Reproduce everything in the news story about the baby born with a heart defect from "Her husband, Ben" down to "call at work.", word for word.
*** DOCUMENT PASSAGE Section Begins ***
Baby with rare heart defect thriving with community support

Baby with rare heart defect thriving with community support

Rowan Ezra Gaona was born with a rare heart defect in December. He’s had the first of three open heart surgeries.

JACKSONVILLE, Fla. — Chelsea Gaona was 20 weeks pregnant when she got devastating news: her baby was diagnosed with hypoplastic left heart syndrome.

“I went to the appointment like any other and was chatting and laughing with the nurses and she got really quiet. I just knew something was wrong,” Gaona said. “We went back and the doctor explained what was going on, and that he would be born without the fourth chamber of his heart.”

Her husband, Ben Gaona, a former band director at Bartram Trail High School, had just started a new job as a band director at Flager Palm Coast High and got the call at work.

“Shattering, that’s the best word. The bottom just kind of drops out of your heart. And you don’t know how to process it because you really don’t know what this diagnosis means,” Ben Gaona said. “It was definitely the hardest day of my life.”

The week before Christmas, Rowan Ezra Gaona was born at Wolfson Children’s Hospital.
*** DOCUMENT PASSAGE Section Ends ***
*** INFORMATION SHOWN Section Begins ***
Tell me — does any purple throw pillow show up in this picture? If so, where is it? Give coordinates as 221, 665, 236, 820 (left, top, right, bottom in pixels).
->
*** INFORMATION SHOWN Section Ends ***
- ANSWER TO THE PROBLEM -
Her husband, Ben Gaona, a former band director at Bartram Trail High School, had just started a new job as a band director at Flager Palm Coast High and got the call at work.